_Tasks to carry out:_
1 > Retype the passage from the recipe on persistent identifiers that opens with the words containing "URI construction is" and closes with "of the resource.".
2 > Summarize the recipe on persistent identifiers in two sentences.
3 > Answer these questions from the recipe on persistent identifiers:
(a) What reading time does the recipe list?
(b) What version number does the recipe metadata give?
(c) What kind of request does the standard approach to URI resolution resolve, and by what means does it choose between representations of the resource?

_Document extract:_
━━━━━━━━━━

Search

How to generate globally unique, resolvable and persistent identifiers


Recipe metadata

identifier:
21.11101/0000-0007-EA08-9

version:
v1.0

Difficulty level

Reading Time

30 minutes

Recipe Type

Background Information

Executable Code

No

Intended Audience

Principal Investigators

Data Managers

Data Scientists


The FAIR principles, under the Findability and the Accessibility chapters respectively, state that:

F1. (Meta)data are assigned a globally unique and persistent identifier

A1. (Meta)data are retrievable by their identifier using a standardised communications protocol

Main Objectives

The main goals of this recipe are therefore:

To understand the purpose of a globally unique and persistent identifier and how they can be used to retrieve the associated (meta)data using a standardized communication protocol. To provide explanations on how to generate globaly unique identifiers, explain what IRI are and how they can be generated, retrieved and resolved.

From these principles, it is necessary to explain three key processes, which are:

  1. Identifier minting

    Identifier minting is fundamentally about the authority deciding identity.

    • the tax office
    • the HR department
    • the company registry
    • the EMBL-EBI
  2. URI construction

URI construction is fundamentally about scoping the authority.

> for example, should the web address be:
    > http://organization/people/1123 
    > or
    > http://organization/commercial/people/1123


  1. URI Resolution:

URI resolution is fundamentally about directing requests to the relevant identified entity

The standard approach would be resolving a `HTTP GET` request using content negotiation to choose between different representations of the resource.

━━━━━━━━━━

_Data lines:_

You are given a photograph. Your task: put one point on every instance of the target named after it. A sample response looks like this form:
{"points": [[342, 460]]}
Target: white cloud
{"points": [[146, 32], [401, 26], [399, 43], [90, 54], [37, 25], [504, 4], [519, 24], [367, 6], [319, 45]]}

━━━━━━━━━━

_The solutions:_
1 >
URI construction is fundamentally about scoping the authority.

> for example, should the web address be:
    > http://organization/people/1123 
    > or
    > http://organization/commercial/people/1123


  1. URI Resolution:

URI resolution is fundamentally about directing requests to the relevant identified entity

The standard approach would be resolving a `HTTP GET` request using content negotiation to choose between different representations of the resource.

2 > The recipe draws on the FAIR principles that (meta)data are assigned a globally unique and persistent identifier and are retrievable by that identifier using a standardized communications protocol. It names three key processes: identifier minting, which is about the authority deciding identity; URI construction, which is about scoping the authority; and URI resolution, which is about directing requests to the relevant identified entity.

3 >
(a) 30 minutes.
(b) v1.0.
(c) An `HTTP GET` request, using content negotiation.